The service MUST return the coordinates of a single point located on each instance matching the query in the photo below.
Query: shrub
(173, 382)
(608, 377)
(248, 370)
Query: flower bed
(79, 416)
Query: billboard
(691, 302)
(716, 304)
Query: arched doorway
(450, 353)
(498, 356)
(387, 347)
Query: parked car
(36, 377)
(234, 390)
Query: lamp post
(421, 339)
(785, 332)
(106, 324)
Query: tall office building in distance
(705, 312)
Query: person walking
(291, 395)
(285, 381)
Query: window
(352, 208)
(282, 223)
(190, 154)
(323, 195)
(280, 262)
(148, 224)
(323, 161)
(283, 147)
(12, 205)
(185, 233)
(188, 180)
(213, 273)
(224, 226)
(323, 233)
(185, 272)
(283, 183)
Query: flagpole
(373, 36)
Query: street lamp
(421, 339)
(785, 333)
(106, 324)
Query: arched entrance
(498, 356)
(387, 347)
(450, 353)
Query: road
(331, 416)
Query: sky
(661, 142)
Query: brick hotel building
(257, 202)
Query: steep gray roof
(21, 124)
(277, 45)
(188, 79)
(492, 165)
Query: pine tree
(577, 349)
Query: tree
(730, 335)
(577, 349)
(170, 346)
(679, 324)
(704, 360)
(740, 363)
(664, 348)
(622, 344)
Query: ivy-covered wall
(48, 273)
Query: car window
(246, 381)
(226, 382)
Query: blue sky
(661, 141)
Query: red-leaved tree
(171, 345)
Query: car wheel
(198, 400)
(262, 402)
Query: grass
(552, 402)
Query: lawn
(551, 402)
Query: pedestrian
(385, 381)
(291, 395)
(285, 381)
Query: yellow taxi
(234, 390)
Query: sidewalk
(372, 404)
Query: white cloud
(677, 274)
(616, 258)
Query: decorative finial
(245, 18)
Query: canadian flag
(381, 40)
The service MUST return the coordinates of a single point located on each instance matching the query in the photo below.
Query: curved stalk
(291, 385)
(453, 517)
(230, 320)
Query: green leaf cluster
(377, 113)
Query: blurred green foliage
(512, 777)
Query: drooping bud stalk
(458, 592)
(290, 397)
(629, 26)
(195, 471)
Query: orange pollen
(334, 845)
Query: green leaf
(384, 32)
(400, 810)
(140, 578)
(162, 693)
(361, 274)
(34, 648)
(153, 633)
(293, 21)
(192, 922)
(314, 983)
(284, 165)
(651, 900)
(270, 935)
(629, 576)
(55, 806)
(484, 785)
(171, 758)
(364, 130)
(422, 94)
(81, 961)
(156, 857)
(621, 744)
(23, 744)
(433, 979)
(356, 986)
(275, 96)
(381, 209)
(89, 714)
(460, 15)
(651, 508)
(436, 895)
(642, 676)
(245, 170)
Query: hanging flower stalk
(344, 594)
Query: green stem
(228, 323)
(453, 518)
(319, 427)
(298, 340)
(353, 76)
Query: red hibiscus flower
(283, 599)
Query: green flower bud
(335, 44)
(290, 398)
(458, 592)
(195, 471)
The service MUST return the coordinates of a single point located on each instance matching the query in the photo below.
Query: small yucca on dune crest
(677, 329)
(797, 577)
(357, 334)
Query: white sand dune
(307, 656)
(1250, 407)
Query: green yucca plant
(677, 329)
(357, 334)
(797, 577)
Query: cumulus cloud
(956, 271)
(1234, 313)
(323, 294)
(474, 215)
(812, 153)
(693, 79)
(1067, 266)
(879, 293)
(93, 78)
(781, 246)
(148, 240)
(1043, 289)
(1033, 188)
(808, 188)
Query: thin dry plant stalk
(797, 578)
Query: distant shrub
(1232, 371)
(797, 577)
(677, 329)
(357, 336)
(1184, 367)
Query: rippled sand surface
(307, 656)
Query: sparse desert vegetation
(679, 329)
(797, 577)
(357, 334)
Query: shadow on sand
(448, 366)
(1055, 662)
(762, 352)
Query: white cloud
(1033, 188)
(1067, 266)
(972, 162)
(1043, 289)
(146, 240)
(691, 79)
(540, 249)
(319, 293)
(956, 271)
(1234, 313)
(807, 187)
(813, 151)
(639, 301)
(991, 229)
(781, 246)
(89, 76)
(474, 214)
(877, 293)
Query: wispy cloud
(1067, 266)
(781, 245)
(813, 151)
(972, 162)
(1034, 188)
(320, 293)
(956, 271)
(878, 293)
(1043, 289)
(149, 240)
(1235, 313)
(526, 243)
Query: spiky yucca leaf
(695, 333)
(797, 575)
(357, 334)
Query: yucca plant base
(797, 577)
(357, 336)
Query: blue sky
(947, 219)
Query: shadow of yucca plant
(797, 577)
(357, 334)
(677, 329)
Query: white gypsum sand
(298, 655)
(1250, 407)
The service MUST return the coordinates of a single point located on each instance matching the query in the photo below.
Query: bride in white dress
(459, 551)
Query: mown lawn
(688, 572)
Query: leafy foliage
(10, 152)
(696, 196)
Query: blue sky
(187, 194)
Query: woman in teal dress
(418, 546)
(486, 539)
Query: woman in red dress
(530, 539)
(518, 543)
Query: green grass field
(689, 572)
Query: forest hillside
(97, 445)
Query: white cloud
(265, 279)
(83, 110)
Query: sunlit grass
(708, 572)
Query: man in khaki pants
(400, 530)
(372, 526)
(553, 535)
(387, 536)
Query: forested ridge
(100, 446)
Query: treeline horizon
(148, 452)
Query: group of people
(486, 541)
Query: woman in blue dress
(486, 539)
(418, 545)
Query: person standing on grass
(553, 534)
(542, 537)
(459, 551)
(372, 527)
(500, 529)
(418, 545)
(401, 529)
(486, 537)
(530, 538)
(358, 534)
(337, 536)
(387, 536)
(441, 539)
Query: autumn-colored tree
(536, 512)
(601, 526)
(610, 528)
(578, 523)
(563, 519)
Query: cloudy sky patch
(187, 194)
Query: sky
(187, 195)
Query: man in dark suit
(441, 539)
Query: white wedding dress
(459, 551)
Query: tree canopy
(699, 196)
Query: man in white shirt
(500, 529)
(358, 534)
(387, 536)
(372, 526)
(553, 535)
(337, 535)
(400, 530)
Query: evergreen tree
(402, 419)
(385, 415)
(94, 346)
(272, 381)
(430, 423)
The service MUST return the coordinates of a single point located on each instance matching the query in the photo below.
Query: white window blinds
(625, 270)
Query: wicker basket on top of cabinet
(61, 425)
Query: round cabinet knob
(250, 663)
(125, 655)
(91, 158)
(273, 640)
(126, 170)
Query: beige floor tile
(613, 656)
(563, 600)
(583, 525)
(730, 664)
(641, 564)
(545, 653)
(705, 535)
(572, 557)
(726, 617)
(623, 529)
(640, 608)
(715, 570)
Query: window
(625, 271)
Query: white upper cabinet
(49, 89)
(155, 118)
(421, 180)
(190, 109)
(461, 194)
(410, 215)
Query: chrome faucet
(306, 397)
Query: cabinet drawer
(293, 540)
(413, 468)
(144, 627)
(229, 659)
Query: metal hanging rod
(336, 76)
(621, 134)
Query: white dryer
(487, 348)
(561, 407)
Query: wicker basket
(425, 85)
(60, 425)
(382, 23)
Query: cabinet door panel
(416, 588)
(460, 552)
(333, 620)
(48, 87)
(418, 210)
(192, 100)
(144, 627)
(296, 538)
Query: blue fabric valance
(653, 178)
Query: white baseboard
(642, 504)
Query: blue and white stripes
^^^^^^^^^^^^^^^^
[ASSIGNMENT]
Nothing but the lines from the one containing "Query: chrome faucet" to the end of the records above should appear, each copied exactly.

[ANSWER BOX]
Query: chrome faucet
(306, 397)
Query: cabinet drawer
(293, 540)
(413, 468)
(144, 627)
(229, 659)
Query: metal hanging rod
(336, 76)
(621, 134)
Query: white dryer
(487, 348)
(561, 407)
Query: wicker basket
(425, 85)
(60, 425)
(382, 23)
Query: cabinet door panel
(416, 588)
(460, 552)
(333, 620)
(48, 87)
(418, 210)
(192, 100)
(144, 627)
(296, 538)
Query: blue fabric valance
(653, 178)
Query: white baseboard
(642, 504)
Query: blue and white stripes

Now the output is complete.